** Start **

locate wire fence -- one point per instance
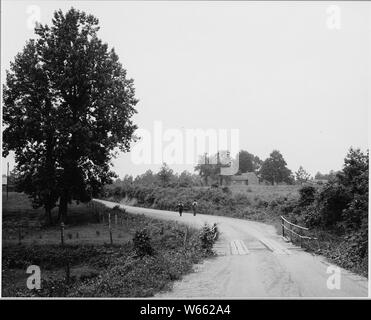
(106, 226)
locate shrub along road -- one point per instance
(254, 261)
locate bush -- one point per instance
(307, 195)
(142, 243)
(208, 236)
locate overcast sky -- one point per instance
(273, 70)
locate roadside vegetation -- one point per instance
(336, 211)
(146, 257)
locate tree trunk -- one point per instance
(63, 204)
(48, 215)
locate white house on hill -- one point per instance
(246, 178)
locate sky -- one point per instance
(292, 76)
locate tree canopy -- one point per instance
(68, 105)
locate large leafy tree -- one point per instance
(165, 175)
(274, 169)
(67, 111)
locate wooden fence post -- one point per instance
(62, 234)
(185, 238)
(19, 234)
(109, 227)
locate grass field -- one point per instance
(88, 265)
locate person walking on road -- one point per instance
(194, 206)
(180, 208)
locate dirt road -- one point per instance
(254, 261)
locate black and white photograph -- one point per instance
(179, 150)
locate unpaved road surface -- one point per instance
(254, 261)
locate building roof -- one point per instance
(244, 176)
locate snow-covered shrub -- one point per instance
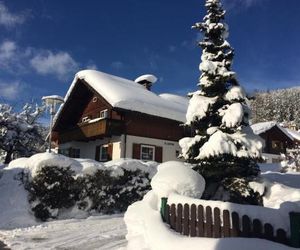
(291, 162)
(111, 193)
(52, 188)
(177, 177)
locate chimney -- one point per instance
(146, 81)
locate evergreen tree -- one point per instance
(20, 133)
(278, 105)
(222, 146)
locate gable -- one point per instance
(125, 94)
(80, 103)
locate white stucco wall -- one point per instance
(272, 158)
(169, 147)
(88, 149)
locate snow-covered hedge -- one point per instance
(178, 182)
(57, 184)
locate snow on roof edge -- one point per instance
(262, 127)
(176, 115)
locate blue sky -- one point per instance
(43, 43)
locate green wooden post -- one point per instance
(164, 202)
(295, 229)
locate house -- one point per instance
(106, 117)
(277, 139)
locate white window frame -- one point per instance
(100, 153)
(85, 119)
(104, 114)
(141, 152)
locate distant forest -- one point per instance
(279, 105)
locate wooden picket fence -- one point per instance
(198, 221)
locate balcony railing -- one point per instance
(93, 130)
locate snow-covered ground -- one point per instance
(20, 230)
(96, 232)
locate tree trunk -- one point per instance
(8, 157)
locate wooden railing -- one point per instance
(197, 221)
(105, 127)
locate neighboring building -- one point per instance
(277, 139)
(105, 117)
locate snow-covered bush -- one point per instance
(52, 188)
(109, 193)
(291, 162)
(58, 184)
(177, 177)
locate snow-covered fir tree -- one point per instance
(20, 133)
(222, 146)
(291, 162)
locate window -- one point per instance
(85, 119)
(277, 145)
(147, 153)
(74, 153)
(103, 153)
(104, 114)
(70, 152)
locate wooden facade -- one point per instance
(80, 120)
(276, 141)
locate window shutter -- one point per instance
(97, 154)
(110, 149)
(136, 151)
(158, 154)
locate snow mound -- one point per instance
(118, 166)
(177, 177)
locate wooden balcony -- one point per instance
(94, 130)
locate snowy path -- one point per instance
(97, 232)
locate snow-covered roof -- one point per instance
(294, 134)
(128, 95)
(262, 127)
(148, 77)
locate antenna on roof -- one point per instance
(146, 80)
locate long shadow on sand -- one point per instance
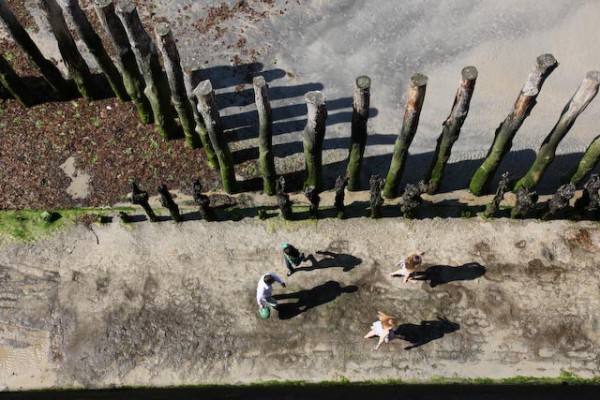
(334, 260)
(310, 298)
(440, 274)
(421, 334)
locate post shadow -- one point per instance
(440, 274)
(334, 260)
(427, 331)
(310, 298)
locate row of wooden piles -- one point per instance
(170, 95)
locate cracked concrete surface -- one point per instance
(168, 304)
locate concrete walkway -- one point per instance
(167, 304)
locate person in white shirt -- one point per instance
(264, 290)
(384, 328)
(408, 266)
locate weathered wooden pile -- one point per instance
(181, 109)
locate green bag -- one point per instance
(264, 312)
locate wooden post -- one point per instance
(157, 90)
(203, 201)
(132, 78)
(505, 133)
(265, 133)
(558, 206)
(376, 201)
(451, 128)
(167, 201)
(172, 65)
(140, 197)
(48, 70)
(358, 130)
(580, 100)
(340, 185)
(312, 139)
(73, 60)
(94, 43)
(414, 103)
(207, 105)
(211, 157)
(491, 208)
(525, 203)
(313, 197)
(411, 199)
(587, 163)
(590, 198)
(283, 199)
(14, 84)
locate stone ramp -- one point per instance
(173, 304)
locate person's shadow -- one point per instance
(333, 260)
(424, 333)
(310, 298)
(439, 274)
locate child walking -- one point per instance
(408, 266)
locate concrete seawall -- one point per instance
(167, 304)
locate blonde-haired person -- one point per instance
(408, 265)
(384, 328)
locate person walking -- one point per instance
(264, 290)
(384, 328)
(408, 266)
(291, 257)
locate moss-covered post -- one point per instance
(491, 208)
(207, 105)
(14, 84)
(283, 199)
(265, 133)
(590, 199)
(340, 185)
(94, 43)
(558, 206)
(203, 201)
(587, 163)
(358, 130)
(312, 139)
(132, 78)
(451, 128)
(580, 100)
(376, 200)
(140, 197)
(211, 157)
(156, 90)
(525, 203)
(172, 64)
(414, 103)
(48, 70)
(481, 180)
(73, 60)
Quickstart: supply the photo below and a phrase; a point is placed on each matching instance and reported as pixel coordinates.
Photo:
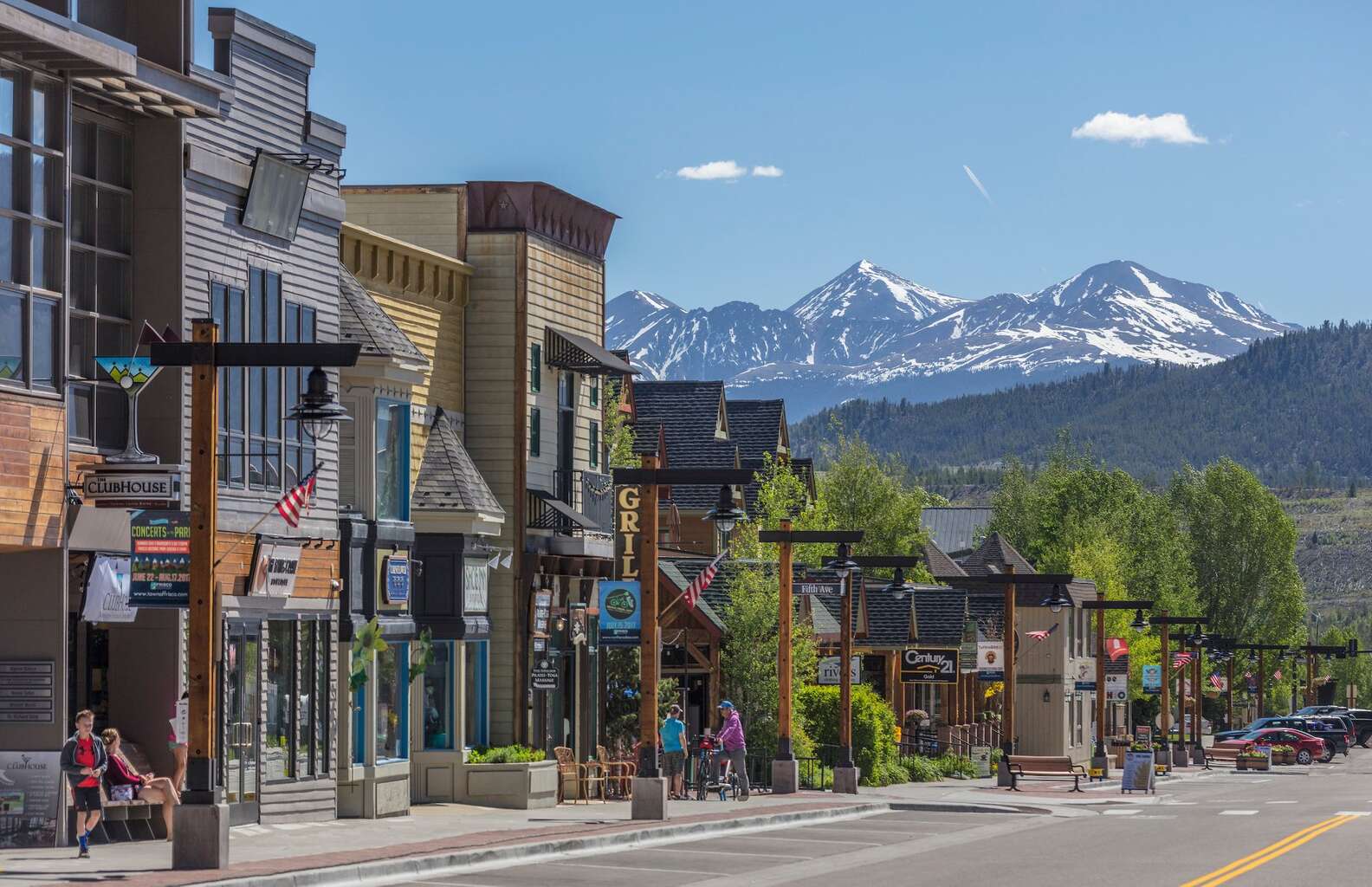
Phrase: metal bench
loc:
(1045, 767)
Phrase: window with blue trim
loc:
(476, 698)
(438, 698)
(392, 682)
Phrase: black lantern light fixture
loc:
(319, 412)
(725, 515)
(1057, 599)
(899, 588)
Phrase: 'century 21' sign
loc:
(627, 529)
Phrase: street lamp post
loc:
(650, 794)
(1101, 761)
(202, 821)
(1010, 579)
(785, 767)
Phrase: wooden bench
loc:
(1223, 754)
(1045, 767)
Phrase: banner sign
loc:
(275, 565)
(30, 786)
(831, 676)
(819, 586)
(159, 555)
(929, 666)
(476, 575)
(107, 591)
(1139, 774)
(620, 612)
(991, 661)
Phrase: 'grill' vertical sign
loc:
(626, 532)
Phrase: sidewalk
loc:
(260, 851)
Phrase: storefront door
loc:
(242, 718)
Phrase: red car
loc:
(1306, 748)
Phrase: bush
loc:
(876, 750)
(505, 754)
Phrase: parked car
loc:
(1331, 731)
(1306, 748)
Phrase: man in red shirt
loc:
(84, 761)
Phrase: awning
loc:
(568, 351)
(99, 530)
(556, 513)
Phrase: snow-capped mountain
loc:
(870, 333)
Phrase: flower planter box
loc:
(512, 786)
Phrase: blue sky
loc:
(871, 112)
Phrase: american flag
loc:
(702, 582)
(296, 502)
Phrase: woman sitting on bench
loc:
(128, 784)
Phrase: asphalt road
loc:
(1217, 828)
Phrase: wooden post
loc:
(1007, 715)
(204, 614)
(648, 638)
(784, 668)
(1167, 684)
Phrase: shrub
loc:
(876, 750)
(505, 754)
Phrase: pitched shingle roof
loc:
(955, 528)
(366, 323)
(448, 480)
(995, 555)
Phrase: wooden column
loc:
(648, 638)
(204, 614)
(784, 668)
(1007, 717)
(845, 684)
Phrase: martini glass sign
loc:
(129, 373)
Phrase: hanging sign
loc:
(991, 661)
(30, 787)
(929, 665)
(620, 612)
(831, 671)
(107, 591)
(275, 565)
(159, 559)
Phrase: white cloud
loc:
(1116, 126)
(977, 182)
(712, 171)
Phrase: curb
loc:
(455, 861)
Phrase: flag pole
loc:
(260, 521)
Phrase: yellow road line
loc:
(1268, 853)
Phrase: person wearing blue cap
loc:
(735, 748)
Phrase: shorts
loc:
(87, 798)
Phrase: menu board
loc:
(1137, 772)
(29, 791)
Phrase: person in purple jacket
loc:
(735, 746)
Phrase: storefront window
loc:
(475, 699)
(280, 694)
(392, 685)
(438, 698)
(392, 460)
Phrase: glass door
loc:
(242, 715)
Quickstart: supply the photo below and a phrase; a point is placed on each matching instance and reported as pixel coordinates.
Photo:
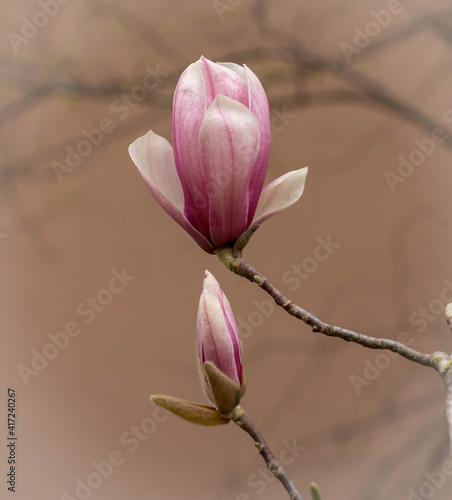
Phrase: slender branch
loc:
(444, 367)
(243, 420)
(237, 265)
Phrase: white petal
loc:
(280, 194)
(153, 155)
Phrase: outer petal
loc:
(211, 284)
(259, 107)
(229, 143)
(224, 79)
(216, 343)
(280, 194)
(189, 107)
(153, 155)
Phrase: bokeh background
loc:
(353, 87)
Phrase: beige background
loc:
(61, 241)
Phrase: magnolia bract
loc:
(219, 349)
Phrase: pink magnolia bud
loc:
(211, 184)
(219, 345)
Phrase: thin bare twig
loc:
(243, 420)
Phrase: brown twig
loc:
(243, 420)
(242, 268)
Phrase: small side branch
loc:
(242, 268)
(242, 419)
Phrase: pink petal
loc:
(229, 142)
(221, 79)
(189, 106)
(280, 194)
(212, 285)
(153, 155)
(259, 107)
(215, 342)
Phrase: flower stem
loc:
(243, 420)
(242, 268)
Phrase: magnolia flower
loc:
(219, 347)
(211, 183)
(219, 358)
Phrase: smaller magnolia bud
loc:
(193, 412)
(448, 311)
(219, 350)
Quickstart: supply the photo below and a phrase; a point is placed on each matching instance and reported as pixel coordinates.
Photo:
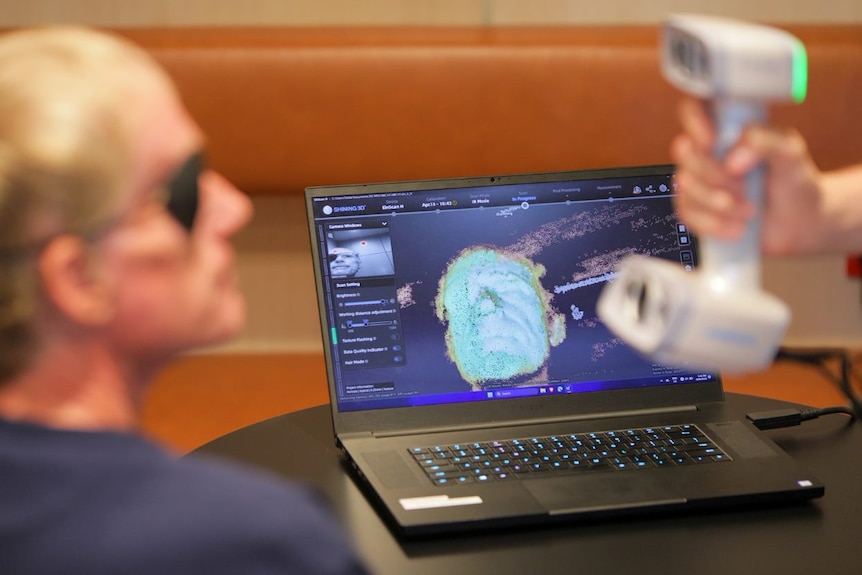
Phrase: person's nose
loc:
(229, 209)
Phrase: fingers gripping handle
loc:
(729, 265)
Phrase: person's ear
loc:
(71, 283)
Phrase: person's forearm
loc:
(841, 226)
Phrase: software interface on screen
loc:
(487, 292)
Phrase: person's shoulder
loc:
(230, 515)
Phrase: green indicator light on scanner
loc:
(800, 72)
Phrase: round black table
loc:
(813, 537)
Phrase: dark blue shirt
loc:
(94, 503)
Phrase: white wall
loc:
(273, 253)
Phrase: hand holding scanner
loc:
(715, 318)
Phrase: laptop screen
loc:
(485, 289)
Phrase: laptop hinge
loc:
(536, 421)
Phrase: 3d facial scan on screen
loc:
(500, 323)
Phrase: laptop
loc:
(472, 384)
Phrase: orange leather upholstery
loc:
(285, 108)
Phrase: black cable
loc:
(844, 382)
(778, 418)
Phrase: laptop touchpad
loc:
(599, 492)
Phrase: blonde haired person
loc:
(115, 257)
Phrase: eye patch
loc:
(182, 191)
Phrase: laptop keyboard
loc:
(609, 451)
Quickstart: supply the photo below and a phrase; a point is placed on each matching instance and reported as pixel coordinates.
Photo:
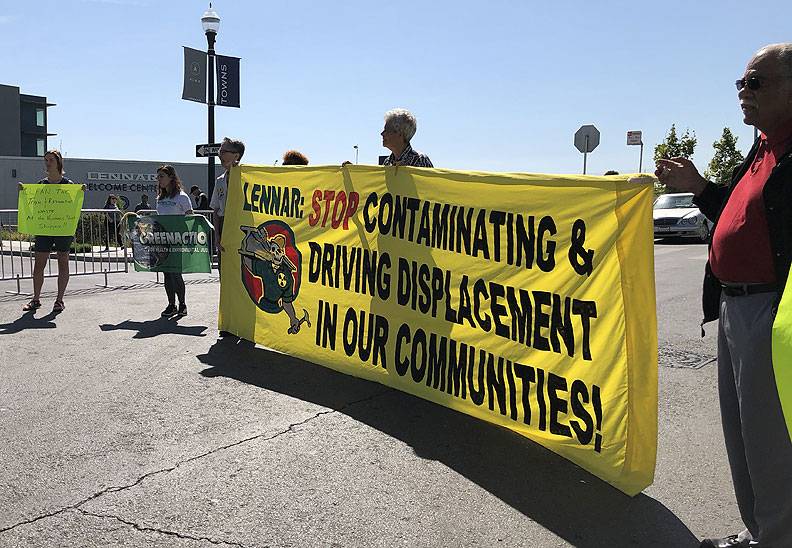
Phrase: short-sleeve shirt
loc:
(409, 157)
(219, 195)
(177, 205)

** End **

REQUIRED TASK
Please convert the lines from the one containing "Phrase: laptop keyboard" up to and including the final line above into a JSON list of strings, one string per line, with blank lines left out. Leave the pictures out of the list.

ANSWER TO THIS PROBLEM
[
  "Phrase: laptop keyboard",
  "loc:",
  "(609, 451)",
  "Quickstart: supply the photo below and a phrase; a point is placed on each matching instance and reported as pixel coordinates.",
  "Photo:",
  "Phrase: short-sleeve shirt",
  "loc:",
  "(409, 157)",
  "(219, 195)",
  "(177, 205)"
]